## DIRECTIVE:
Repeat the whole listing exactly as written.
====== DATA TO PROCESS
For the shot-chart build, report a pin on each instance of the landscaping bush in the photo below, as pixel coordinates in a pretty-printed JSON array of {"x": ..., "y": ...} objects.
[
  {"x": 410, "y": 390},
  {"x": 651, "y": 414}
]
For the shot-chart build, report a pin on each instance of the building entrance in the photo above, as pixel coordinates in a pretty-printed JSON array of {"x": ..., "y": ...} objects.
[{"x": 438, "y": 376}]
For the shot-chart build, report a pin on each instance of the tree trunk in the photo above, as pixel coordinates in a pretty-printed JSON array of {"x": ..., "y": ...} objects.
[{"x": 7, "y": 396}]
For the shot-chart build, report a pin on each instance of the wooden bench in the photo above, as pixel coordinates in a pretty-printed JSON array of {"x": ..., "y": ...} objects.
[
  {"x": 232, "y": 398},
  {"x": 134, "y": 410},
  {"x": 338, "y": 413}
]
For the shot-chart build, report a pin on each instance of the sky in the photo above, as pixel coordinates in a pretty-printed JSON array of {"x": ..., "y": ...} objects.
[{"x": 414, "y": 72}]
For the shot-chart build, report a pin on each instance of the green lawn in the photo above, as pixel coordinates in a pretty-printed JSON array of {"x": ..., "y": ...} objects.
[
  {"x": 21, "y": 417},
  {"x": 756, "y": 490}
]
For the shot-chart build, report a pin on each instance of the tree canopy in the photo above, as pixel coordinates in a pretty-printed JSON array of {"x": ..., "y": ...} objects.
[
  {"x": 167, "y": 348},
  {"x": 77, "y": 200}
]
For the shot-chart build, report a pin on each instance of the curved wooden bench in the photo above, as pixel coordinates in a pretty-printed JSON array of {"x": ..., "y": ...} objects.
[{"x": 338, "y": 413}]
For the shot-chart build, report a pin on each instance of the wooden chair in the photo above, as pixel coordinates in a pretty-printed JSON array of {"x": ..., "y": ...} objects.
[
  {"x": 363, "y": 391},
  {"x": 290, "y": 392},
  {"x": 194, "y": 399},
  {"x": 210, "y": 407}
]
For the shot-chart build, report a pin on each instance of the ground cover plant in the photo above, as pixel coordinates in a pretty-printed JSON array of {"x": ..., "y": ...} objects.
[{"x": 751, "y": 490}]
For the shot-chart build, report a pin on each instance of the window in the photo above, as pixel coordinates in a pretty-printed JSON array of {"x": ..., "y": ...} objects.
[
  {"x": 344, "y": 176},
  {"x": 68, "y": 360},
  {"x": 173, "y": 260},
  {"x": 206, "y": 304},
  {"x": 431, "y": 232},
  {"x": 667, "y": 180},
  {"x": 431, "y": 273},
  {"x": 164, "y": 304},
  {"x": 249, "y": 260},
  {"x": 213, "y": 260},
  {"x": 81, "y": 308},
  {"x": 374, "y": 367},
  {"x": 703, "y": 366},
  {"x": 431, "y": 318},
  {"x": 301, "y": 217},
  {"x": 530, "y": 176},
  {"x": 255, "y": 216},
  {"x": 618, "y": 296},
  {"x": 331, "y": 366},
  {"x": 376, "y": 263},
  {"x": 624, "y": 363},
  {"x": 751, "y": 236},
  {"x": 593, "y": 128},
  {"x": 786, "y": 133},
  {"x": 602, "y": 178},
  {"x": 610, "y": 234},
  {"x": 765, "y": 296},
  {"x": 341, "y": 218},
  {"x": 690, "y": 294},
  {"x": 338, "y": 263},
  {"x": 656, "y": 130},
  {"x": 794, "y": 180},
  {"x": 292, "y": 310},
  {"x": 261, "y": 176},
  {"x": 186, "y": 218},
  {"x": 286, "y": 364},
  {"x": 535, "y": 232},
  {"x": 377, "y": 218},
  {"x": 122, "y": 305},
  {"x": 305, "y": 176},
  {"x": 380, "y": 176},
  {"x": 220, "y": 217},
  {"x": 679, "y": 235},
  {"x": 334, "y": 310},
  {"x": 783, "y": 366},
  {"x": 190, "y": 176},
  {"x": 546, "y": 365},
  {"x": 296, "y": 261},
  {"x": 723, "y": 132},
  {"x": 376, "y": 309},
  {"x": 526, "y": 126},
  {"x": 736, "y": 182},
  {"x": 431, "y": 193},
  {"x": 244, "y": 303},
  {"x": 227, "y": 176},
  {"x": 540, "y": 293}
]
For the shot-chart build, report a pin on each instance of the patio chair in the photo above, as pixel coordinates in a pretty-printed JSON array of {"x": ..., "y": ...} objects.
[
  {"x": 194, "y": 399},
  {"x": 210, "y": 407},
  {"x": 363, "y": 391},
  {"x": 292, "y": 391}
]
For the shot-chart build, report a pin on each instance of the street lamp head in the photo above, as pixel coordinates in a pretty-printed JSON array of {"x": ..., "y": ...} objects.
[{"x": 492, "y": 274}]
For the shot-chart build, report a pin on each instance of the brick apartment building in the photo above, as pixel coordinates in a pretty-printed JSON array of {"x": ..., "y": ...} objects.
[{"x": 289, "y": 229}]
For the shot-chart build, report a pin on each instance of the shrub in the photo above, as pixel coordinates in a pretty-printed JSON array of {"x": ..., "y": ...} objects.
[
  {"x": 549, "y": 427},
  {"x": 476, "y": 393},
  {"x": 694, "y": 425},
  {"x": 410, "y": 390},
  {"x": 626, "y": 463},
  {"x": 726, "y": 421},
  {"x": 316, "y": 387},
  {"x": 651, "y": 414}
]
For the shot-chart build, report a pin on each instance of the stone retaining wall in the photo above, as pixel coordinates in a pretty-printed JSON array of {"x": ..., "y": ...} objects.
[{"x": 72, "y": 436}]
============
## RESULT FOR THIS TASK:
For the shot-chart build, report a pin on each instance of the landscaping bush in the photo below, as pixel coordinates in a pretty-printed JSON array of {"x": ..., "y": ...} objects.
[
  {"x": 410, "y": 390},
  {"x": 651, "y": 414}
]
For the shot-chart build, report a pin on each instance of the building entrance in the photo above, as pixel coordinates in a pretty-printed JSON array of {"x": ..., "y": ...} objects.
[{"x": 438, "y": 376}]
For the shot-chart build, report a pin on each instance of the tree trunk in the photo above, as pixel coordinates in a pretty-printed JSON array of {"x": ..., "y": ...} objects.
[{"x": 7, "y": 396}]
For the shot-chart build, report a pin on each instance of the wooden bench in the photo above, as pixel coordinates in a pretty-printed JSON array of {"x": ..., "y": ...} objects.
[
  {"x": 232, "y": 398},
  {"x": 134, "y": 410},
  {"x": 338, "y": 413}
]
For the shot-chart build, report a pin on each instance of the sky in the photo above, as pixel coordinates in a pretty-printed JSON array of {"x": ..., "y": ...} objects.
[{"x": 414, "y": 72}]
For the shot-chart build, report a pin on each instance of the green lawn in the photo above, as pixel coordinates in a pretty-printed JSON array of {"x": ..., "y": ...} objects.
[
  {"x": 21, "y": 417},
  {"x": 756, "y": 490}
]
For the shot-chart build, report a pin on each instance of the tree canopy in the photo above, as pixel coordinates in a pretty-printed JSON array of {"x": ..., "y": ...} objects.
[
  {"x": 167, "y": 348},
  {"x": 77, "y": 200}
]
For the shot-chart build, report a pin on each instance of the curved wooden bench in the photo above, as pixel coordinates in a pretty-printed JSON array of {"x": ..., "y": ...} objects.
[{"x": 338, "y": 413}]
For the shot-chart build, report a pin on each instance of the wooden chair in the photo above, as pixel coordinates in a pretty-printed JSON array of {"x": ..., "y": ...} objects.
[
  {"x": 363, "y": 391},
  {"x": 290, "y": 392},
  {"x": 194, "y": 399},
  {"x": 210, "y": 407}
]
For the shot-chart build, report a pin on each instance of the ground cover plant in the photo above, as pixel coordinates in a pretty-printed JSON array of {"x": ..., "y": ...} objects.
[{"x": 751, "y": 490}]
For the shot-chart build, report a pin on each instance of the window in the photo above, as pixel coordinates in a pretty-printed JSON array of {"x": ..., "y": ...} objects.
[
  {"x": 344, "y": 176},
  {"x": 68, "y": 360},
  {"x": 173, "y": 260},
  {"x": 206, "y": 304},
  {"x": 431, "y": 232},
  {"x": 667, "y": 180},
  {"x": 431, "y": 273},
  {"x": 164, "y": 304},
  {"x": 249, "y": 260},
  {"x": 213, "y": 260},
  {"x": 81, "y": 308},
  {"x": 374, "y": 367},
  {"x": 703, "y": 366},
  {"x": 431, "y": 318},
  {"x": 301, "y": 217},
  {"x": 530, "y": 176},
  {"x": 255, "y": 216},
  {"x": 618, "y": 296},
  {"x": 331, "y": 366},
  {"x": 376, "y": 263},
  {"x": 624, "y": 363},
  {"x": 751, "y": 236},
  {"x": 593, "y": 128},
  {"x": 786, "y": 133},
  {"x": 602, "y": 178},
  {"x": 610, "y": 234},
  {"x": 765, "y": 296},
  {"x": 341, "y": 218},
  {"x": 690, "y": 294},
  {"x": 338, "y": 263},
  {"x": 656, "y": 130},
  {"x": 794, "y": 180},
  {"x": 292, "y": 310},
  {"x": 261, "y": 176},
  {"x": 186, "y": 218},
  {"x": 286, "y": 364},
  {"x": 535, "y": 232},
  {"x": 377, "y": 218},
  {"x": 122, "y": 305},
  {"x": 305, "y": 176},
  {"x": 380, "y": 176},
  {"x": 220, "y": 217},
  {"x": 679, "y": 235},
  {"x": 334, "y": 310},
  {"x": 783, "y": 366},
  {"x": 190, "y": 176},
  {"x": 546, "y": 365},
  {"x": 296, "y": 261},
  {"x": 723, "y": 132},
  {"x": 376, "y": 309},
  {"x": 526, "y": 126},
  {"x": 736, "y": 182},
  {"x": 431, "y": 193},
  {"x": 244, "y": 303},
  {"x": 227, "y": 176},
  {"x": 540, "y": 293}
]
For the shot-chart build, report a pin on each instance of the patio chair in the photo above, as pixel coordinates in a pretty-printed JSON array of {"x": ..., "y": ...} objects.
[
  {"x": 194, "y": 399},
  {"x": 210, "y": 407},
  {"x": 363, "y": 391},
  {"x": 292, "y": 391}
]
For the shot-chart build, report a pin on each instance of the street lamp head in the photo above, as pixel coordinates in a pretty-printed JSON array of {"x": ..., "y": ...} objects.
[{"x": 492, "y": 274}]
For the shot-chart build, report a pin on each instance of the brick apartment building in the photo above, as pixel coordinates in a pretty-printed JSON array of {"x": ..., "y": ...} objects.
[{"x": 289, "y": 229}]
For the shot-chart build, report a pin on each instance of the shrub in the photo above, as pixel coordinates in a pretty-printed JSON array of {"x": ..., "y": ...} objects.
[
  {"x": 549, "y": 427},
  {"x": 476, "y": 393},
  {"x": 694, "y": 425},
  {"x": 410, "y": 390},
  {"x": 626, "y": 463},
  {"x": 726, "y": 421},
  {"x": 316, "y": 387},
  {"x": 651, "y": 414}
]
For the shot-chart build, report a pin on each instance of the stone retaining wall in the photo above, as pixel coordinates in a pretty-printed JSON array of {"x": ..., "y": ...} objects.
[{"x": 72, "y": 436}]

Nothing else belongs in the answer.